What to produce:
From the first line of the listing, copy each line exactly until you have included the line with "x=1104 y=747"; leave out the pictures.

Exercise data:
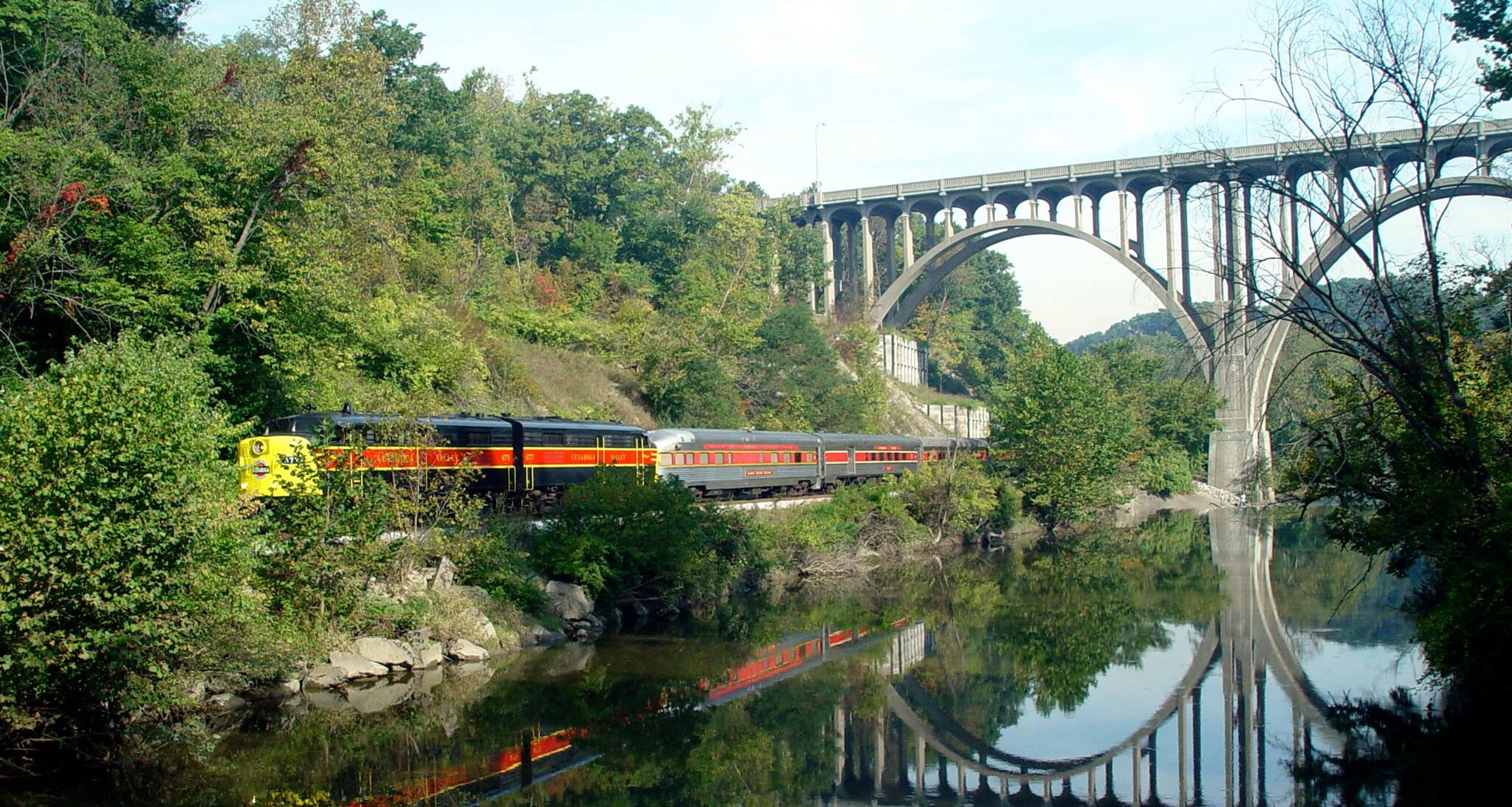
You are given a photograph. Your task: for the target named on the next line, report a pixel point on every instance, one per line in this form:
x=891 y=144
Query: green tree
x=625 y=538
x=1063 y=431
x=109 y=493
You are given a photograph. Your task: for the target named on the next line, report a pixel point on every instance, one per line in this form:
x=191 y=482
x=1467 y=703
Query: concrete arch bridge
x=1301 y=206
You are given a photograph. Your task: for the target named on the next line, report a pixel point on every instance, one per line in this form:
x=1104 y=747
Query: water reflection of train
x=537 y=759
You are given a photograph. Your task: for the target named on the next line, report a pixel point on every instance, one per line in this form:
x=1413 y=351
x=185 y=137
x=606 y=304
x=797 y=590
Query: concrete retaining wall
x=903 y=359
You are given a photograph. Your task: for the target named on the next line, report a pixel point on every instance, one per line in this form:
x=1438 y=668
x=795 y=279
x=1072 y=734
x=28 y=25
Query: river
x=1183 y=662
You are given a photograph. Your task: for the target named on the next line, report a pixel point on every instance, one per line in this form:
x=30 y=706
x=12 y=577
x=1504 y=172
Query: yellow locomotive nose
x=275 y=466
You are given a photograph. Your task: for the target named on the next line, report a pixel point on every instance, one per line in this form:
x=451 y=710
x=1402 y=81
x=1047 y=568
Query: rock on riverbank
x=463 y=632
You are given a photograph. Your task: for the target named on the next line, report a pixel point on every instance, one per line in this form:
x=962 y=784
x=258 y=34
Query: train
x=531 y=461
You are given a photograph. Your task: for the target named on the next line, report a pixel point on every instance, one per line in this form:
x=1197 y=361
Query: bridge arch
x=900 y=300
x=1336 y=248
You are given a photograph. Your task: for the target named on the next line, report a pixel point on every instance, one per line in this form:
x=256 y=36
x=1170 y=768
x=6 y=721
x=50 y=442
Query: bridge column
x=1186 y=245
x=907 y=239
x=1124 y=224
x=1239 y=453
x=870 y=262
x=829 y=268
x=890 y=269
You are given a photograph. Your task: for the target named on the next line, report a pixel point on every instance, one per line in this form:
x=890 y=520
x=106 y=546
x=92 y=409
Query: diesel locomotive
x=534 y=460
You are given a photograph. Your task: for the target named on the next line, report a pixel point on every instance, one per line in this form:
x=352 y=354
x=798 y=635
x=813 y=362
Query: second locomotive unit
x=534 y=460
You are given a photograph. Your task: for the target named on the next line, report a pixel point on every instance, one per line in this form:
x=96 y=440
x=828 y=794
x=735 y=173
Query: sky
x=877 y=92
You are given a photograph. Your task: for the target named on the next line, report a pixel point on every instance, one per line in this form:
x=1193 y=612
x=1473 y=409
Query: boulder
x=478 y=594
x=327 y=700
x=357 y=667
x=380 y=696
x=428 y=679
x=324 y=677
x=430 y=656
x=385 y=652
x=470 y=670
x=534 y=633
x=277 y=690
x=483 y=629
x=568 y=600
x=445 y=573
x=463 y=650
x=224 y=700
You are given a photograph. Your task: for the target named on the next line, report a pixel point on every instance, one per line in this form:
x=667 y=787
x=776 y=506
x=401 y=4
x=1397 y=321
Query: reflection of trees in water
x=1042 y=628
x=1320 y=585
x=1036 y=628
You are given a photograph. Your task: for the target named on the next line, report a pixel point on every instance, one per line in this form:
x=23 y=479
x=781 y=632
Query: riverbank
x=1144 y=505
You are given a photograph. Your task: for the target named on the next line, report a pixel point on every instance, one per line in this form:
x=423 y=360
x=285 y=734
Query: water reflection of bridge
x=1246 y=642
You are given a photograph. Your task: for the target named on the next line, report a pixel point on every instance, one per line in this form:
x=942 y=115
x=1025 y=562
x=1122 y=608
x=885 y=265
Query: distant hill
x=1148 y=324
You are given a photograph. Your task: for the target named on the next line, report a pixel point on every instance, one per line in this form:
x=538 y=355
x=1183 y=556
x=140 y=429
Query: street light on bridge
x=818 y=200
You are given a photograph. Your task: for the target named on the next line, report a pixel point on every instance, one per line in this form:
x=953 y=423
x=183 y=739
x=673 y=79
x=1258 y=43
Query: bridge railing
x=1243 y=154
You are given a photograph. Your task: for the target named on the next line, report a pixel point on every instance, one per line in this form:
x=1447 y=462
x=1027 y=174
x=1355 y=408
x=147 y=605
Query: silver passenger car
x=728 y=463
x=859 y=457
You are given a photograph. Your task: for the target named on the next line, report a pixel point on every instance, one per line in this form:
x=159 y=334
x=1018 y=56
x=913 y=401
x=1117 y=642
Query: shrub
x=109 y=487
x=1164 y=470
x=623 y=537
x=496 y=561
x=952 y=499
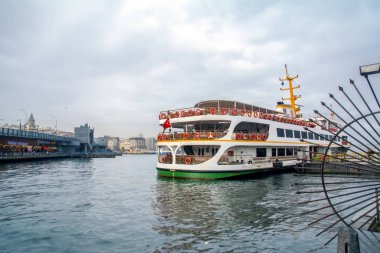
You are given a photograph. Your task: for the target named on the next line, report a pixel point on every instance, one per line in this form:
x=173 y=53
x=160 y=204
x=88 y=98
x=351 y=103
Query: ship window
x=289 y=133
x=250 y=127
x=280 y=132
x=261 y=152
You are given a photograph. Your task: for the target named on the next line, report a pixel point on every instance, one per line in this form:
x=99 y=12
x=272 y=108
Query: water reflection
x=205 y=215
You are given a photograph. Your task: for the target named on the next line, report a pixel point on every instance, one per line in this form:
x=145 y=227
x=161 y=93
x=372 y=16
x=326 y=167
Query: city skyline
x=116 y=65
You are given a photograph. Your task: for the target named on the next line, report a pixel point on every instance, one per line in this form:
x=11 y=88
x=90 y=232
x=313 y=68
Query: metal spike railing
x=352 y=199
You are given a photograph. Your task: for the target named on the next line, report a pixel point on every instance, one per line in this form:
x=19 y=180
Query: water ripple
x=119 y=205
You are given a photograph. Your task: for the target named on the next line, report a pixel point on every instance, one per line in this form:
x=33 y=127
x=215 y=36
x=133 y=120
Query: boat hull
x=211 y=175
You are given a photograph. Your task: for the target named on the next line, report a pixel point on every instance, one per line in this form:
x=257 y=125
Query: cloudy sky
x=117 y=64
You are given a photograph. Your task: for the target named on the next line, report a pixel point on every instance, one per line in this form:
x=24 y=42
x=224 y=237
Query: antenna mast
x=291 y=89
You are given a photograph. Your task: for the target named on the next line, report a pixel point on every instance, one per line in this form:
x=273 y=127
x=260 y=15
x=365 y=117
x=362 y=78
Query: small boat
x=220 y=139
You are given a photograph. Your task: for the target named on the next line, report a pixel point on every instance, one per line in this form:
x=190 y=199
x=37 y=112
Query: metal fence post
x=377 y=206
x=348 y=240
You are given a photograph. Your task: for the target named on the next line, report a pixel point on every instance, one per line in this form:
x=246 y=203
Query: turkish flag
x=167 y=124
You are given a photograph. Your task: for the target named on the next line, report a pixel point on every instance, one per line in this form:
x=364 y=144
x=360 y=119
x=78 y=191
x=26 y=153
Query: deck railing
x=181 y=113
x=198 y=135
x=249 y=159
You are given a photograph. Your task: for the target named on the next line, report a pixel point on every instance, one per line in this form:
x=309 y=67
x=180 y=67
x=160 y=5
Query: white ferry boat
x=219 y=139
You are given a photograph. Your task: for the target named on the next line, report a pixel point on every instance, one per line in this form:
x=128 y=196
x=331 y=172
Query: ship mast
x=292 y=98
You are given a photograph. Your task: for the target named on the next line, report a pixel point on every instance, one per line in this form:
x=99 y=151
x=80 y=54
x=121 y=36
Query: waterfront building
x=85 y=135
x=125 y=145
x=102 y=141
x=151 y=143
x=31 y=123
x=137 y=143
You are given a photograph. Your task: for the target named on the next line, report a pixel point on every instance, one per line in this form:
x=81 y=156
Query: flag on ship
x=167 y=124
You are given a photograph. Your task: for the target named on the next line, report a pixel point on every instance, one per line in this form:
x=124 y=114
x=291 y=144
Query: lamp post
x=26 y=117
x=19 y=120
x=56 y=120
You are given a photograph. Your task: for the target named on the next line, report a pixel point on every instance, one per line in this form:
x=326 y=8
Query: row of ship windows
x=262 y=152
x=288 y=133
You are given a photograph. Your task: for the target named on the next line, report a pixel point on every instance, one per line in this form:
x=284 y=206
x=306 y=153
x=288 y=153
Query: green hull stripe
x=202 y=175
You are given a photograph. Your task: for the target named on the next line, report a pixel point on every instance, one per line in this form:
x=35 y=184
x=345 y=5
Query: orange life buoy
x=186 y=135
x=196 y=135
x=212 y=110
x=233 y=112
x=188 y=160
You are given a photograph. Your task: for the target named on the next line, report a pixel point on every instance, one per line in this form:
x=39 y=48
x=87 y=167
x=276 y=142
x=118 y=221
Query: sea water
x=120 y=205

Task response:
You are given a photograph. Your task: for the target named on the next line, report a pixel point on every instance, one per line in this form:
x=891 y=144
Query: green tree
x=625 y=538
x=1063 y=431
x=109 y=493
You are given a photograph. Your task: for the target named on the next line, report a pixel point on every instance, one per line in this form:
x=191 y=482
x=1467 y=703
Query: concrete arch bridge
x=1301 y=206
You are given a photograph. Your task: for the target named on the next line, report a pixel point on every instance, one per line in this form:
x=1104 y=747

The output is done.